Point-per-instance localization data =
-=-=-=-=-

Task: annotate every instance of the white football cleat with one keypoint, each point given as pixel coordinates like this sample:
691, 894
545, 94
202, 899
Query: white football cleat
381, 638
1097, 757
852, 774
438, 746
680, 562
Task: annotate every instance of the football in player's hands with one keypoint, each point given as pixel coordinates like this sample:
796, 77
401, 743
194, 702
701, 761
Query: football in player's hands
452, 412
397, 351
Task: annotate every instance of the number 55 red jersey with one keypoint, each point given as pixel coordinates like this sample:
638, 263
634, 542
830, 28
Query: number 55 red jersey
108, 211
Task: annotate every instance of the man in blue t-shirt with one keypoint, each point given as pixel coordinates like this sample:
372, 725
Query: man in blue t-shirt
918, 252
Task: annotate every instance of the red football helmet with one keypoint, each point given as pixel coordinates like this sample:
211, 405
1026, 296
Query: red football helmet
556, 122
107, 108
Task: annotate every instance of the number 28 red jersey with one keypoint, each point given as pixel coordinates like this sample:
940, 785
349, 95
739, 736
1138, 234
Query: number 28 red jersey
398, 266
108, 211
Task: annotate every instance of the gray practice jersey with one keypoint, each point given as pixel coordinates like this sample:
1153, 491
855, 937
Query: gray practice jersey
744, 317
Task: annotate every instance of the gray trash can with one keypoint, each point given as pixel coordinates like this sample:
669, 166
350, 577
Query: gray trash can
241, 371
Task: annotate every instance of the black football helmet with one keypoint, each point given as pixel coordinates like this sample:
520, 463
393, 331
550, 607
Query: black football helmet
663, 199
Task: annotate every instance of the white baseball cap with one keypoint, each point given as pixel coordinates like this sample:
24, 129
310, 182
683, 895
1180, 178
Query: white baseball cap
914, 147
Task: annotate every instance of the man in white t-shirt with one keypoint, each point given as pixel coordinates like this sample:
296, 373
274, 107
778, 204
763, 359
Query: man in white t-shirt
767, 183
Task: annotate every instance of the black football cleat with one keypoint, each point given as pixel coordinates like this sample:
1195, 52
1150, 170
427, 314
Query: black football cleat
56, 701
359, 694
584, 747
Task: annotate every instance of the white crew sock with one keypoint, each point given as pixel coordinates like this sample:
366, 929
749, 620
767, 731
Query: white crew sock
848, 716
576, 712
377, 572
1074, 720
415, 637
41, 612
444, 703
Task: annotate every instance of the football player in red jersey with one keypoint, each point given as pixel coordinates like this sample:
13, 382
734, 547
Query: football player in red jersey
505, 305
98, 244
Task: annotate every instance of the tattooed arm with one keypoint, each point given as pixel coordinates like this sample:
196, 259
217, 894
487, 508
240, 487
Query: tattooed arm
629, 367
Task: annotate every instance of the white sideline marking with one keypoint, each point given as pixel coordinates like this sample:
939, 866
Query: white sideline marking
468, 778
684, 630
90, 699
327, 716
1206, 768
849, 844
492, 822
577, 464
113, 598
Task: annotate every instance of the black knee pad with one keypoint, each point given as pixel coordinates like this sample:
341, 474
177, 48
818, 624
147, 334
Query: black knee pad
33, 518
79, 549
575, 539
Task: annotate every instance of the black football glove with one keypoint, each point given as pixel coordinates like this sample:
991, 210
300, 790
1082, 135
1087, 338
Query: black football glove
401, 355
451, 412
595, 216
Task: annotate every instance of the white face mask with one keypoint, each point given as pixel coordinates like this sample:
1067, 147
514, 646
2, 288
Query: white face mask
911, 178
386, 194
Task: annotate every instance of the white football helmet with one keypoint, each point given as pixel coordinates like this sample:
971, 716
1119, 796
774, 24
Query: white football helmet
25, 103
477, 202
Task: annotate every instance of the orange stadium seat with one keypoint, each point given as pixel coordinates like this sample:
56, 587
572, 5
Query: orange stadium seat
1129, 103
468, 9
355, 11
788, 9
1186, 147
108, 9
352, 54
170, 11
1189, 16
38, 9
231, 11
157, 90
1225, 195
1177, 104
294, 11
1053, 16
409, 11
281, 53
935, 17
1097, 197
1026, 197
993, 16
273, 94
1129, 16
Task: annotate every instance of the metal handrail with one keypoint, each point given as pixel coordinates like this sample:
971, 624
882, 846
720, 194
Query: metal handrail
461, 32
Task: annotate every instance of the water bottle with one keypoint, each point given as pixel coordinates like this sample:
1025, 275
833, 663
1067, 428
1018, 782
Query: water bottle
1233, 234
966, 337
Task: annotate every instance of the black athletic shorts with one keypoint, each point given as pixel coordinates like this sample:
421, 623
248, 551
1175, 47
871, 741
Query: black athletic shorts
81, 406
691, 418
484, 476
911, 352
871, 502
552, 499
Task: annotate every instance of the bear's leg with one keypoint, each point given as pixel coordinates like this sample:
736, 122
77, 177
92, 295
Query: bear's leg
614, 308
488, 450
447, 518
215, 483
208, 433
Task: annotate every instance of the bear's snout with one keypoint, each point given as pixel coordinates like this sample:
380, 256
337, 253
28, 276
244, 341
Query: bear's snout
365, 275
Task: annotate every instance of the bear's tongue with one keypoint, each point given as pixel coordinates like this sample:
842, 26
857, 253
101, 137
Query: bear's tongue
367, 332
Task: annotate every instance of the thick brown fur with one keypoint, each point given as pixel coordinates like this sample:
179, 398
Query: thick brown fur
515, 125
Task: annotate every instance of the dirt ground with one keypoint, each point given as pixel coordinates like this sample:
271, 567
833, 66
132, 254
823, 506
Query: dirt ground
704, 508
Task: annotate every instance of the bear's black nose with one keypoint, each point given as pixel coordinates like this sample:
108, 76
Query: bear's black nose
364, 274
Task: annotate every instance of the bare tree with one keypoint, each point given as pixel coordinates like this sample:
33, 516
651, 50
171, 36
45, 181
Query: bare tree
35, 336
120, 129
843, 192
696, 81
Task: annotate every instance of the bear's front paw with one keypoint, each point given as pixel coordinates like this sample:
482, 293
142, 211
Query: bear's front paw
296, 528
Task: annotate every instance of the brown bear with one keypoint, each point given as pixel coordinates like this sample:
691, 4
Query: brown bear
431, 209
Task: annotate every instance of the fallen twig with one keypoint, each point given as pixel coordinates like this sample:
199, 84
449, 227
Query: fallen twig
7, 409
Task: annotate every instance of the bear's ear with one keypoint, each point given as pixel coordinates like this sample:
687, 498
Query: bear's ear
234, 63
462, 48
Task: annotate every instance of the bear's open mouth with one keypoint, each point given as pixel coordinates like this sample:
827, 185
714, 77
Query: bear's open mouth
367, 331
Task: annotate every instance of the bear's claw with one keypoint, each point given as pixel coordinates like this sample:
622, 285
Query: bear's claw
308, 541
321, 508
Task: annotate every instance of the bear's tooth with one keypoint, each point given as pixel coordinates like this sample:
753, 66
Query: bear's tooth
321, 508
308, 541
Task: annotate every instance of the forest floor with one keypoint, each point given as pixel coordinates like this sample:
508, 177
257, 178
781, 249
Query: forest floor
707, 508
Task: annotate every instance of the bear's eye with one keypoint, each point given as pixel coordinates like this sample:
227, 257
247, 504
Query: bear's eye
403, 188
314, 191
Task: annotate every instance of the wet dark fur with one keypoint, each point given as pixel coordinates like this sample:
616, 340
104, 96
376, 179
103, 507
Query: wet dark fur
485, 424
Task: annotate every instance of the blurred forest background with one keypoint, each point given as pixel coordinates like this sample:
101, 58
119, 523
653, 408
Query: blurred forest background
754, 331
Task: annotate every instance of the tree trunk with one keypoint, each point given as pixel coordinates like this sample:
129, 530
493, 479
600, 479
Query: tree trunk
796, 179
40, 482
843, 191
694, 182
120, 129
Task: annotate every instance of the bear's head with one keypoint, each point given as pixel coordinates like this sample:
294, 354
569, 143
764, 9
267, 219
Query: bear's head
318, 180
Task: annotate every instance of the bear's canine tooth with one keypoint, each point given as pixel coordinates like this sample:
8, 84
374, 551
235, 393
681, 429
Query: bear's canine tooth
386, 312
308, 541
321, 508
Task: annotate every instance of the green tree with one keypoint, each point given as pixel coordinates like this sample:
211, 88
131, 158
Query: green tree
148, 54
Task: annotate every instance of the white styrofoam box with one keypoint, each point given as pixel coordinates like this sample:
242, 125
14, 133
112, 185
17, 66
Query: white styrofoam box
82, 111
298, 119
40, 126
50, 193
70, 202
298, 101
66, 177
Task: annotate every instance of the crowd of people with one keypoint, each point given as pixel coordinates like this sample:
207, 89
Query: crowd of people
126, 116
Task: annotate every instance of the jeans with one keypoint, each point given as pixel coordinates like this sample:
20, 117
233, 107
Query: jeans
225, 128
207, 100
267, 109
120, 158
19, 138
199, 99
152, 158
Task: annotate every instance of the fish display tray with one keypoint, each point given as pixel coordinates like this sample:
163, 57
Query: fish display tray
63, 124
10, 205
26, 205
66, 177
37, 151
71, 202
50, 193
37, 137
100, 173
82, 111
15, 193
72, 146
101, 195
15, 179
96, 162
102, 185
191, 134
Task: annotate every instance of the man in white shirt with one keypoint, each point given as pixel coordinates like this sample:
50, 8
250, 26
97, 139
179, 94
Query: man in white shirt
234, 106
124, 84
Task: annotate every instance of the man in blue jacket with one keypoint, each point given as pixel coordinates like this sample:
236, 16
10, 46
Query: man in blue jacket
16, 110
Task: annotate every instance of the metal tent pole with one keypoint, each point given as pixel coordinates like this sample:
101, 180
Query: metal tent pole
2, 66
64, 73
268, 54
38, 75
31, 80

-=-=-=-=-

What to produce = This exercise asks for the line with "Query: man in white shirt" and all lines after it through the end of the records above, retyped exactly and with nothing else.

Response below =
Query: man in white shirt
234, 106
124, 84
Task: annotate every instance of the man in blue jacket with one keypoint, each point given as pixel coordinates like this sample:
236, 16
10, 46
Query: man in blue jacket
16, 110
Task: annotate every instance of the metal tent pole with one keypoint, each point given as pixel coordinates like this sample:
101, 180
Query: metal tent pole
2, 66
64, 73
268, 54
38, 75
31, 80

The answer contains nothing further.